> [WHAT THE TASK ASKS]: Nothing but the data, repeated exactly, belongs in the answer.

> [SOURCE INFORMATION]:
━━━━━━

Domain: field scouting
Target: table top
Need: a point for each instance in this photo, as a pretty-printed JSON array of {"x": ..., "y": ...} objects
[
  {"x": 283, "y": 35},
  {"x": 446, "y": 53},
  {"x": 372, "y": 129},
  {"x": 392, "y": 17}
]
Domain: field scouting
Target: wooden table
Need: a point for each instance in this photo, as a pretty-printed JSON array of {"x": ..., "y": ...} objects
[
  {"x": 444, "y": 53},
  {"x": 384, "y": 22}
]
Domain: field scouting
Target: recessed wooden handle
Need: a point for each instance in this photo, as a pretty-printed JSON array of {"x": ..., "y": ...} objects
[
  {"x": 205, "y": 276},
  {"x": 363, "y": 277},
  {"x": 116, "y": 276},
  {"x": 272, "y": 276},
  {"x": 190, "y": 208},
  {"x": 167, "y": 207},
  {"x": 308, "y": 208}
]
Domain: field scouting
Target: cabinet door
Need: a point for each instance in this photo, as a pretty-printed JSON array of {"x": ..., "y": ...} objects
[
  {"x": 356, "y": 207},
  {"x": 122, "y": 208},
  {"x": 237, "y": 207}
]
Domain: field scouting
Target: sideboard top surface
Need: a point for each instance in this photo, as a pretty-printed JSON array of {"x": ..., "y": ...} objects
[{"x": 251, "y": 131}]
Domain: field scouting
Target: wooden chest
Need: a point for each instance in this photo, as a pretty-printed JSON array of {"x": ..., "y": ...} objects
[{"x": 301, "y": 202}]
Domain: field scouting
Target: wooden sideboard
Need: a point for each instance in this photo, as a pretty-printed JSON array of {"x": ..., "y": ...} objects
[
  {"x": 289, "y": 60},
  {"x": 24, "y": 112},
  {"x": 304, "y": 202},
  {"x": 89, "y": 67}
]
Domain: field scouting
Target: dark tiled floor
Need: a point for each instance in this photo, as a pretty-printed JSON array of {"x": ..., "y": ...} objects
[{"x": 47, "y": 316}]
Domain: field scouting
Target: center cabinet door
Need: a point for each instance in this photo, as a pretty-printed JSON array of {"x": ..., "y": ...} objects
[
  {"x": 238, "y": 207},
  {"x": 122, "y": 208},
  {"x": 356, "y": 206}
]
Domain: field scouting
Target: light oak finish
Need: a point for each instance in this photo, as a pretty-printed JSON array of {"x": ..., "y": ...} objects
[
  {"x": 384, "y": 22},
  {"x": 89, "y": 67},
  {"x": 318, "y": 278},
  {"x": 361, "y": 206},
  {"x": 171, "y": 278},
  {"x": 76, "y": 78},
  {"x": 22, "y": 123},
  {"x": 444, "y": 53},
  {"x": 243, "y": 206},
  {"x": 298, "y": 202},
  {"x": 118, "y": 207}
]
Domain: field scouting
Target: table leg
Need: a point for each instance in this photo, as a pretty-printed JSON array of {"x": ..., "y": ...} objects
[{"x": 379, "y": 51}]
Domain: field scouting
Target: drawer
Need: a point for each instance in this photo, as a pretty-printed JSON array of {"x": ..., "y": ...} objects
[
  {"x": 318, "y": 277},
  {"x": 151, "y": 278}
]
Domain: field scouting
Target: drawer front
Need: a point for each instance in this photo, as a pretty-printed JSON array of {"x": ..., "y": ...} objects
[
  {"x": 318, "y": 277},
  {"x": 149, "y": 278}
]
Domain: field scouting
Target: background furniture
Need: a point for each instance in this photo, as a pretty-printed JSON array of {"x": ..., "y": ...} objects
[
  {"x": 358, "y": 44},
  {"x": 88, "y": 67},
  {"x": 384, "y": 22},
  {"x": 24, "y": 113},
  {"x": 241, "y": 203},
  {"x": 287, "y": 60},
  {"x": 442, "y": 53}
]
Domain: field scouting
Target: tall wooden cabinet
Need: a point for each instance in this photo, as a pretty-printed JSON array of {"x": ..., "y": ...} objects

━━━━━━

> [YOUR RESPONSE]:
Domain: field scouting
Target: table top
Need: a point for each instance in this photo, as a pretty-printed JSON array of {"x": ..., "y": ...} objects
[
  {"x": 283, "y": 35},
  {"x": 446, "y": 53},
  {"x": 372, "y": 129},
  {"x": 392, "y": 17}
]
Domain: field scouting
Target: wooden table
Need: a point for each instance in this photo, as a pretty-printed JSON array of {"x": ..., "y": ...} objects
[
  {"x": 444, "y": 53},
  {"x": 384, "y": 22}
]
Domain: field scouting
Target: recessed wooden handle
Need: a point for each instance in this photo, as a pretty-printed JSON array of {"x": ..., "y": ...} objects
[
  {"x": 205, "y": 276},
  {"x": 363, "y": 277},
  {"x": 116, "y": 276},
  {"x": 272, "y": 276},
  {"x": 190, "y": 208},
  {"x": 167, "y": 207},
  {"x": 308, "y": 208}
]
Domain: field scouting
Target: cabinet door
Need: a point for each instance in this photo, as a pretty-printed JSON array of {"x": ..., "y": ...} objects
[
  {"x": 356, "y": 207},
  {"x": 122, "y": 208},
  {"x": 237, "y": 207}
]
Domain: field scouting
Target: sideboard top surface
Need: a point for each instance in this photo, as a pretty-printed JSON array of {"x": ..., "y": ...} objects
[{"x": 251, "y": 131}]
Domain: field scouting
Target: wooden chest
Need: a point for each instance in this photo, as a pretty-printed JSON array of {"x": ..., "y": ...} objects
[{"x": 301, "y": 202}]
Domain: field scouting
Target: wooden sideboard
Need: a point for each instance in this photo, as a pretty-printed JSON array of {"x": ..., "y": ...} objects
[
  {"x": 289, "y": 60},
  {"x": 24, "y": 112},
  {"x": 304, "y": 202},
  {"x": 89, "y": 67}
]
Domain: field scouting
Target: dark tiled floor
Need: a point for each instance in this photo, as a pretty-printed JSON array of {"x": ..., "y": ...} objects
[{"x": 47, "y": 316}]
Domain: field scouting
Target: center cabinet door
Need: a point for each instance in this photo, as a pretty-printed JSON array of {"x": ..., "y": ...} objects
[
  {"x": 238, "y": 207},
  {"x": 122, "y": 208},
  {"x": 356, "y": 206}
]
Domain: field scouting
Target: light oak finish
Need: a point for each instance in this photo, as a pretty-printed JSON array of {"x": ..., "y": ...} objects
[
  {"x": 384, "y": 22},
  {"x": 89, "y": 67},
  {"x": 318, "y": 278},
  {"x": 361, "y": 206},
  {"x": 171, "y": 278},
  {"x": 76, "y": 78},
  {"x": 22, "y": 123},
  {"x": 444, "y": 53},
  {"x": 243, "y": 206},
  {"x": 298, "y": 202},
  {"x": 118, "y": 207}
]
Domain: field scouting
Target: table leg
Need: a point for each instance in this photo, as a pretty-printed JSON array of {"x": ..., "y": ...} objects
[{"x": 379, "y": 51}]
Domain: field scouting
Target: drawer
Need: a point for each instance in this photo, as a pretty-printed JSON array of {"x": ..., "y": ...} objects
[
  {"x": 318, "y": 277},
  {"x": 151, "y": 278}
]
Domain: field scouting
Target: drawer front
Need: a point for each instance in this photo, as a pretty-printed JSON array of {"x": ..., "y": ...} objects
[
  {"x": 318, "y": 277},
  {"x": 149, "y": 278}
]
Domain: field scouting
Target: background furniture
Need: a point for each instance in this photo, as a pretty-printed JSON array of {"x": ..., "y": ...} objects
[
  {"x": 358, "y": 44},
  {"x": 88, "y": 67},
  {"x": 384, "y": 22},
  {"x": 24, "y": 113},
  {"x": 241, "y": 203},
  {"x": 287, "y": 60},
  {"x": 442, "y": 53}
]
Domain: field scouting
Target: tall wooden cabinet
Need: a point for each instance in this photo, as a pretty-printed JSON array of {"x": ..., "y": ...} objects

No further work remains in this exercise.